* **Document section**:
'''

A soldier stands guard as the Argentine cargo ship Mabel Ryan sails through the Suez Canal south to the city of Suez, in 1956. AP Photo
A soldier stands guard as the Argentine cargo ship Mabel Ryan sails through the Suez Canal south to the city of Suez, in 1956. AP Photo

With the new Suez, Egypt realises its boldest plan



The New Suez Canal, which officially opens today, is already freighted with Egyptian hopes and dreams in a way the historic 146-year-old original was not, at least for much of the first century of its existence. There are three main reasons for this sense of proud, joyful ownership of the new channel.

It was conceived by an Egyptian, not a foreigner. It was built with Egyptian pounds invested by ordinary Egyptians, not money laboriously raised on a sceptical international market by the Suez Canal Company, which was formed by a French diplomat in 1858.

The new 72km waterway was constructed under the Egyptian army’s supervision in just one year – not the decade it took the forced labour of tens of thousands of Egyptians to connect the Mediterranean with the Red Sea.

And finally, the new canal is nothing like the 1869 channel, which was the product of French ambition and ingenuity, pockmarked by competition among the imperial powers and nodded through by an Egyptian leader eager to please Paris.

The new canal is opening in a week that has done much to restore Egyptian confidence as it seeks to recover from four years of political and economic tumult. Last Thursday, president Abdel Fattah El Sisi and Saudi defence minister and deputy Crown Prince Mohammed bin Salman signed the Cairo Declaration, aimed at boosting bilateral military and economic ties. On Sunday, US secretary of state John Kerry restarted the so-called strategic dialogue with his Egyptian counterpart Sameh Shoukry in Cairo and announced that bilateral trade and investment consultations would resume this year.

It’s not just the start of a good week, Mr Shoukry told me later: “We Egyptians don’t think in terms of days and weeks. It’s the start of a good 100 years.”

The streets of the Egyptian capital bear witness to the surge of popular enthusiasm for Suez 2.0, billed as a key “national project” by the government.

It is not just the festive lights strung up around Tahrir Square and the blue and white banners and billboards everywhere, emblazoned with a drawing of a ship at sea and a smiling Mr El Sisi. Everyone is full of stories about the incredible diversity of those who bought the five-year canal investment certificate, which started at as little as 10 Egyptian pounds (Dh4.7).

To some, the euphoria over a waterway may seem inexplicable in the age of the information superhighway.

Surely ideas transmitted by fibre optic cable should be more important to today’s global economy than goods loaded on to shipping containers?

In the 19th century, the canal might have been an emblem of progress and a triumph of engineering, but its expansion (even if speedy) is surely not quite so mythical a feat in the 21st century?

'''

* **Dataset content**:

'''

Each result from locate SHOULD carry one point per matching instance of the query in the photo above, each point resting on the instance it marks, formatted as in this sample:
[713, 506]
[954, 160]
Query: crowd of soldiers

'''

* **Task set**:
(1) According to the article on the new Suez Canal, what was the lowest starting price of the five-year canal investment certificate?
(2) Write the next few paragraphs of the article on the new Suez Canal, picking up after its last sentence.

* **Set of answers**:
(1) 10 Egyptian pounds (Dh4.7).

(2)
In fact, more than a decade before Mr El Sisi first spoke of a new canal, historian Zachary Karabell questioned the modern relevance of the old waterway in Parting the desert: The creation of the Suez Canal.

It made good sense when it was built, he wrote, because “the journey from Europe to India was sliced from months to weeks, and the arduous route around the Cape of Good Hope was rendered obsolete”. But then the 20th century “reversed the process,” he argued.

Modern tankers could take the longer route and the cost was much the same, while the shorter route through the Suez meant paying canal dues.

“The navies of the world take advantage of the canal for reasons of convenience,” he wrote, “but outside of Egypt or Israel, Jordan or Saudi Arabia, it is no one’s strategic priority”.

This is a contentious point of view. But, the Suez Canal could at least lay claim to being unique in joining east and west, or as the late Palestinian-American professor Edward Said put it, destroying “the Orient’s distance, its cloistered intimacy away from the West, its perdurable exoticism”.

The New Suez Canal cannot claim that special status. So is the current canal fever no more than patriotic delirium? Not quite.

It is indisputable that the new canal will nearly double traffic by allowing ships to pass north and south concurrently. It will dramatically reduce waiting times for vessels.

It may, as hoped, boost investor confidence in the Egyptian government’s determination to do what it says and say no more than it can do.

It is possible that it will, as projected, almost treble annual earnings from the Suez for Egypt to $13 billion by 2023.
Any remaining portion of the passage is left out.